* **Provided passage**

Reasons for lack of motivation and development expertise include: changing company culture and attitudes, feeling too old to learn something new, dislike of interruptions in daily routine, general stress, and non-challenging work.
How to eliminate the lack of motivation and development expertise
Find clarity. Have a clear vision of project details, design goals, and how the vision affects the organization holistically. Eliminate communication silos. Engage in a reward system for quality work. Taking classes to up skill sets can reward developers with renewed confidence and motivation. Realizing that years of experience don't equate to expertise can change staid mindsets.
Challenge: Data Privacy Issues
Data privacy challenges vary from organization to organization as internal priorities differ and regulations offer guidelines governing more objectives than mandates. Sensitive data gets handled differently in different systems. Outdated computer software doesn’t provide the same level of protection as a fully optimized software platform, as data can be hard to track on an operational level. How can you protect sensitive data if you don't know where it is - worse yet if you don't know about it in the first place?

* **Set exercise A**
Restate the text on software development challenges word for word.
The records that come next are unrelated to the text.

* **Data listing**
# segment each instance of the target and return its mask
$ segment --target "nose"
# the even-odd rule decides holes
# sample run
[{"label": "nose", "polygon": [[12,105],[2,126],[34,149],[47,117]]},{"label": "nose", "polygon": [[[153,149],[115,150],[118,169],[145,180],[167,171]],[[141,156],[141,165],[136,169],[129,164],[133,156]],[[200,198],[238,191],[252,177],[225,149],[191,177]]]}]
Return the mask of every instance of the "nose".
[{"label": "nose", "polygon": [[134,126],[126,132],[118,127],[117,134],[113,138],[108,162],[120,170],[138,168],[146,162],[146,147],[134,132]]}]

* **Set exercise B**
Quote every line of the records verbatim, from the first line through the last.

* **Exercise output A**
Reasons for lack of motivation and development expertise include: changing company culture and attitudes, feeling too old to learn something new, dislike of interruptions in daily routine, general stress, and non-challenging work.
How to eliminate the lack of motivation and development expertise
Find clarity. Have a clear vision of project details, design goals, and how the vision affects the organization holistically. Eliminate communication silos. Engage in a reward system for quality work. Taking classes to up skill sets can reward developers with renewed confidence and motivation. Realizing that years of experience don't equate to expertise can change staid mindsets.
Challenge: Data Privacy Issues
Data privacy challenges vary from organization to organization as internal priorities differ and regulations offer guidelines governing more objectives than mandates. Sensitive data gets handled differently in different systems. Outdated computer software doesn’t provide the same level of protection as a fully optimized software platform, as data can be hard to track on an operational level. How can you protect sensitive data if you don't know where it is - worse yet if you don't know about it in the first place?

* **Exercise output B**
# segment each instance of the target and return its mask
$ segment --target "nose"
# the even-odd rule decides holes
# sample run
[{"label": "nose", "polygon": [[12,105],[2,126],[34,149],[47,117]]},{"label": "nose", "polygon": [[[153,149],[115,150],[118,169],[145,180],[167,171]],[[141,156],[141,165],[136,169],[129,164],[133,156]],[[200,198],[238,191],[252,177],[225,149],[191,177]]]}]
Return the mask of every instance of the "nose".
[{"label": "nose", "polygon": [[134,126],[126,132],[118,127],[117,134],[113,138],[108,162],[120,170],[138,168],[146,162],[146,147],[134,132]]}]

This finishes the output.